### Selected extract ###
The EPA’s memorandum suggests that state and local agencies can somehow step in and provide more effective services, but the evidence is clear that this is simply wishful thinking at best. If these programs are eliminated, training, consumer education, compliance assistance, and enforcement will falter, and children will be harmed needlessly.
The nation’s efforts to address childhood lead poisoning are led by EPA, HUD, and CDC, each with their own strengths and duties. This three‐legged stool has worked well and childhood blood lead levels have declined by over 90% since the 1990s; but with over half a million children who still have high blood lead levels, there is much more to be done. Instead of pulling the rug out and eliminating these programs, EPA should help deliver on the nation’s promise to end lead poisoning in a few short years.
### Given information ###
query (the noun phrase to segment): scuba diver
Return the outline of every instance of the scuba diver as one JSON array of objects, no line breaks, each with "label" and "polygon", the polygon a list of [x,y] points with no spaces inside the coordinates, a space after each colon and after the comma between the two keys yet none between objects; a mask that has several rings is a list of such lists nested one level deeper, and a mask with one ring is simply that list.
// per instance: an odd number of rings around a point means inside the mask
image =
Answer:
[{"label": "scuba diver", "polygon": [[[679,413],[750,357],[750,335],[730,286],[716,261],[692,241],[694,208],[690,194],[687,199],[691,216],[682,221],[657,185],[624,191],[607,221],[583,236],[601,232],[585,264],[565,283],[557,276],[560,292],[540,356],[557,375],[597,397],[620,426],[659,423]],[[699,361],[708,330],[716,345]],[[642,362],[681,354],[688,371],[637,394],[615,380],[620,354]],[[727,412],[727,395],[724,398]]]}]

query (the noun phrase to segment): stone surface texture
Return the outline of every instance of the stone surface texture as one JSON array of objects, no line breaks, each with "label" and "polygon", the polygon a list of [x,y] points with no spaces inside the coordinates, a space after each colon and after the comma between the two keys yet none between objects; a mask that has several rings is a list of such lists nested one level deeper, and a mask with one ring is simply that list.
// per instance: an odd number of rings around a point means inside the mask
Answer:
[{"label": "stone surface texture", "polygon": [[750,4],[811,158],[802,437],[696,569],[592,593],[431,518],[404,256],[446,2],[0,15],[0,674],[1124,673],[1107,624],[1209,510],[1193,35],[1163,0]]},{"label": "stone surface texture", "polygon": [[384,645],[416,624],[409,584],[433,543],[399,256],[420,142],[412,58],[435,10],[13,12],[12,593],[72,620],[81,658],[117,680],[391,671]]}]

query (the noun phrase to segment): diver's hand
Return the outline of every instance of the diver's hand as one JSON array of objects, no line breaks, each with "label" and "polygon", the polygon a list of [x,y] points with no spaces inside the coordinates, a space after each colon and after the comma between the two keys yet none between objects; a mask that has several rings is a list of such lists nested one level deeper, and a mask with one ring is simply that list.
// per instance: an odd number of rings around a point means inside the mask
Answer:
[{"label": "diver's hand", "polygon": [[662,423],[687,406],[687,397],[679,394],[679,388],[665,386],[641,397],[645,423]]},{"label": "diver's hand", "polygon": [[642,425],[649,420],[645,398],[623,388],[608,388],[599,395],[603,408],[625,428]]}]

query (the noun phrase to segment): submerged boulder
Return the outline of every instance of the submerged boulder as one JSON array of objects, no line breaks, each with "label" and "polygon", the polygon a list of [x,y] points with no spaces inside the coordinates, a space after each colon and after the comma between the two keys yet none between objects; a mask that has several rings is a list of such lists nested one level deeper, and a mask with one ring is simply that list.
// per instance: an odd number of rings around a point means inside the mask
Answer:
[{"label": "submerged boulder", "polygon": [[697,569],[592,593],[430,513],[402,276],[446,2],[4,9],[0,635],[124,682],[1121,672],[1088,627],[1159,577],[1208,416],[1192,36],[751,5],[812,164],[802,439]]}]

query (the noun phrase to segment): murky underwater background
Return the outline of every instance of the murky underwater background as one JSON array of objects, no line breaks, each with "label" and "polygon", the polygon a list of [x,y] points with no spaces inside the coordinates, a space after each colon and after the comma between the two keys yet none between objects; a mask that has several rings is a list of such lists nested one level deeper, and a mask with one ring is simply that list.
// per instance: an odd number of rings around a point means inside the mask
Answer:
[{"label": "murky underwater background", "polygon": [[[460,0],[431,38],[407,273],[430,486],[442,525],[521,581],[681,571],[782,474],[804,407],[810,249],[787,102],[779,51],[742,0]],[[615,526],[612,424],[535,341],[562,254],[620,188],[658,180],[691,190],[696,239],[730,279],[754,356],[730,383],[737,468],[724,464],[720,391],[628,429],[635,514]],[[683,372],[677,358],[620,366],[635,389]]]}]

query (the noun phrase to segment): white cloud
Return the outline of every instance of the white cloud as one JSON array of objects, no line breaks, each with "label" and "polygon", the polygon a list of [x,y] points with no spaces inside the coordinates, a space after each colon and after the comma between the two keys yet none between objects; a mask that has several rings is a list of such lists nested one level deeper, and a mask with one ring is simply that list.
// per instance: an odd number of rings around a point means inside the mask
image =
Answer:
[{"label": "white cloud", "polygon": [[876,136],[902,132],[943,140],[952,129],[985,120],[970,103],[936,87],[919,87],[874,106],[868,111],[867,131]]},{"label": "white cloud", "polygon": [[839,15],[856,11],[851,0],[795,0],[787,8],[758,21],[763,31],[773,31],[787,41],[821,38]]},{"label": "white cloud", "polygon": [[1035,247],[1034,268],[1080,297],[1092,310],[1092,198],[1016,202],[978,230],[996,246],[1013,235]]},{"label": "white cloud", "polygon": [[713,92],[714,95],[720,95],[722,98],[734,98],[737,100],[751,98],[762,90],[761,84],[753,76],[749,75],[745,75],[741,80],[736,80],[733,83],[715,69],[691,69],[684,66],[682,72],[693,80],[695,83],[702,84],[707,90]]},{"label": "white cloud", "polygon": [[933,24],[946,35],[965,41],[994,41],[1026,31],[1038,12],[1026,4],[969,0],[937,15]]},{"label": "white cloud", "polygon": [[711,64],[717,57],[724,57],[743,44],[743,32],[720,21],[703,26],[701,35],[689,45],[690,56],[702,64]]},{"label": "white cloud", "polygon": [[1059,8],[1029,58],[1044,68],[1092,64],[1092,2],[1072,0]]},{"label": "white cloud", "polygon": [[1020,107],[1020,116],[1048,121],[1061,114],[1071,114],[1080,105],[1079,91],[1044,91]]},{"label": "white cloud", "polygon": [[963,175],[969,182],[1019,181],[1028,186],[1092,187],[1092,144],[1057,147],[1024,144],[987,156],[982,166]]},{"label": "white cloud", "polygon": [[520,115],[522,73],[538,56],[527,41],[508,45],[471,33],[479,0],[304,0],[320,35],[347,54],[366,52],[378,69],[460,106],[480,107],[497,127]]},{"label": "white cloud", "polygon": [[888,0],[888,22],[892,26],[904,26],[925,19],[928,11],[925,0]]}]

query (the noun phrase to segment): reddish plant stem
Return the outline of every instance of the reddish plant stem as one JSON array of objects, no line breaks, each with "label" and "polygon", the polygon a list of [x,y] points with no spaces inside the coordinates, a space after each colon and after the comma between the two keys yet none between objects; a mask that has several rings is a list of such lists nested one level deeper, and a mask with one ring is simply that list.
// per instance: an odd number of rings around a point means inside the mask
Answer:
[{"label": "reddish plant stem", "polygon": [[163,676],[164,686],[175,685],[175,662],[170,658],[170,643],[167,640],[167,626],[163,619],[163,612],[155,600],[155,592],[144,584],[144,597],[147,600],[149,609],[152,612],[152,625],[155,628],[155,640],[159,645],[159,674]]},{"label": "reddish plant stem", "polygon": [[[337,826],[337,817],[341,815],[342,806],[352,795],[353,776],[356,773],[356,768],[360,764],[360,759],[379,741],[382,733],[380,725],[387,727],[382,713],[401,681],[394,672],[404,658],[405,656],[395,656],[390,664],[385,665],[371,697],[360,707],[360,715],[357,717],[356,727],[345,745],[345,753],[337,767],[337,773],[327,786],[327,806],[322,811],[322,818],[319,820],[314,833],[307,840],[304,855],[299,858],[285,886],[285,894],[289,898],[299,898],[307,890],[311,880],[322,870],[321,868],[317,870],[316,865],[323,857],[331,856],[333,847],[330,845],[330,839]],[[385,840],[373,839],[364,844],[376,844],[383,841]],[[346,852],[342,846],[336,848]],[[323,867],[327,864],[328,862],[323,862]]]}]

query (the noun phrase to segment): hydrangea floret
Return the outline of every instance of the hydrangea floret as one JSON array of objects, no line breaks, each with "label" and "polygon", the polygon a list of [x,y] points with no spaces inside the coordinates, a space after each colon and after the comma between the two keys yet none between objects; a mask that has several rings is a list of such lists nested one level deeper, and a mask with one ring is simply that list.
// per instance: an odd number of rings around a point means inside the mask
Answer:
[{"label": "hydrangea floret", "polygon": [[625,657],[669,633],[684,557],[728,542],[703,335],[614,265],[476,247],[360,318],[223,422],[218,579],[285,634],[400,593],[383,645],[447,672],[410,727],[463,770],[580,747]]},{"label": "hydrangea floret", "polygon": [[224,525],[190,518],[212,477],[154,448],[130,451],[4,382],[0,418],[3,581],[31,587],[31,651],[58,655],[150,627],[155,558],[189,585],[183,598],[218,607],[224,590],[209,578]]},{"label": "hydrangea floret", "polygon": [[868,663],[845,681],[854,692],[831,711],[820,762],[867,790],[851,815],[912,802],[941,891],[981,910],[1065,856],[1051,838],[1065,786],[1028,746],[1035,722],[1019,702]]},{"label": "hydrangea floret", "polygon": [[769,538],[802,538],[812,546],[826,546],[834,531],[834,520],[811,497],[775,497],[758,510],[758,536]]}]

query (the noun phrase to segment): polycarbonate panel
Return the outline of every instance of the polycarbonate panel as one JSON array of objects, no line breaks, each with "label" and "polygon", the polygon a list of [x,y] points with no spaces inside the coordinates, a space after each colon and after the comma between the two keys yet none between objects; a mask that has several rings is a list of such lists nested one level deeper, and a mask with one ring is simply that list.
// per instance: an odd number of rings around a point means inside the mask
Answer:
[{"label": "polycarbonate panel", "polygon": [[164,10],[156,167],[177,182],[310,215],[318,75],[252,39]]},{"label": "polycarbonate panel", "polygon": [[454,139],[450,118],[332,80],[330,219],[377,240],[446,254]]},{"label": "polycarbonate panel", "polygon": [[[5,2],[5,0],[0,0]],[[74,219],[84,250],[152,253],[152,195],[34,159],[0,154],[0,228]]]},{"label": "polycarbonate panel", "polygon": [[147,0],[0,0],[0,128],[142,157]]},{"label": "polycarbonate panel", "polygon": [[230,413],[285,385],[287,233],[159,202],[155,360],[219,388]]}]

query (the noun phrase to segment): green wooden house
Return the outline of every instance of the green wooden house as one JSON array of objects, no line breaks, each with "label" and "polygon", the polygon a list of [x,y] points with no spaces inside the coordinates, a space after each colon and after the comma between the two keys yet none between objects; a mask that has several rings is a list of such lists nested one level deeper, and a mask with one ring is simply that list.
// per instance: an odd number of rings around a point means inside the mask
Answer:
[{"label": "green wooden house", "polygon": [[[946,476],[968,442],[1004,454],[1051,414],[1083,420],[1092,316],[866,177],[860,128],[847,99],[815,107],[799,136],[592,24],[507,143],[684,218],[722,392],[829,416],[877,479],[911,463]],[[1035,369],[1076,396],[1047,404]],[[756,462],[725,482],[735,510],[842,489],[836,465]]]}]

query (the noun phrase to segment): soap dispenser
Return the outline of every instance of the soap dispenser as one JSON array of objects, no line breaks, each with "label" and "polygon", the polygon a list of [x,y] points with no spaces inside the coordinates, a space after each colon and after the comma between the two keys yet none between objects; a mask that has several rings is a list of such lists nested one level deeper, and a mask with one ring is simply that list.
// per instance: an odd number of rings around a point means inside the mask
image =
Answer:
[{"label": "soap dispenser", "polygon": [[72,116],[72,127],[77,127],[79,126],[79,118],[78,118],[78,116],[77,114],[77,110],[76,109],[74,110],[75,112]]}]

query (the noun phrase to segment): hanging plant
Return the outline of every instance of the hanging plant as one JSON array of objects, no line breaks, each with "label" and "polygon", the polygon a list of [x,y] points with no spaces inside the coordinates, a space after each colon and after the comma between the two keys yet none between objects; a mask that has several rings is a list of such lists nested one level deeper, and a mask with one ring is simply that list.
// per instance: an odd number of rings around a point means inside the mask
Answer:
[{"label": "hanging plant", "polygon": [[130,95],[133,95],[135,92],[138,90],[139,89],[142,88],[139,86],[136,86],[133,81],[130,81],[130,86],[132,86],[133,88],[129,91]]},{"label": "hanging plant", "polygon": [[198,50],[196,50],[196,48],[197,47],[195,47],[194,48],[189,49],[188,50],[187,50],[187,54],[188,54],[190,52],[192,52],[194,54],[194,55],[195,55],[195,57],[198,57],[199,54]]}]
###
▸ Requirements:
1: Reproduce word for word the stretch of the lead poisoning passage from "The nation’s efforts" through "few short years.".
2: According to the lead poisoning passage, how much have childhood blood lead levels declined since the 1990s?
3: Pick up the lead poisoning passage after its last sentence and write what comes next.

▸ Answers provided:
1:
The nation’s efforts to address childhood lead poisoning are led by EPA, HUD, and CDC, each with their own strengths and duties. This three‐legged stool has worked well and childhood blood lead levels have declined by over 90% since the 1990s; but with over half a million children who still have high blood lead levels, there is much more to be done. Instead of pulling the rug out and eliminating these programs, EPA should help deliver on the nation’s promise to end lead poisoning in a few short years.

2: By over 90%.

3:
At HUD, Secretary Ben Carson proposed to increase the funding for its lead hazard control program. But those programs (and other HUD home repair programs) rely on the qualified, trained abatement contractors and home renovators that the EPA lead programs ensure. Similarly, CDC works with healthcare providers to identify and protect poisoned children, but that means there must be access to qualified contractors properly trained to fix the problem.
For every dollar spent on controlling lead hazards, taxpayers see a return‐on‐investment of at least $17. Countless studies have demonstrated this high return. One needs to look no further than the Flint debacle—a disaster caused by a shortsighted scheme, supposedly to save money, that in fact will cost millions more to clean up—to see that programs protecting our children should be among the new Administration’s top priorities. It makes good business sense, it makes good public health and environmental policy, and it’s the right thing to do.
We hope that you will join HUD Secretary Carson and increase (not decrease) funding for the Administration’s lead poisoning prevention programs. As you consider your final budget request, we urge you to retain and fund the EPA lead risk reduction and renovation, repair, and painting programs.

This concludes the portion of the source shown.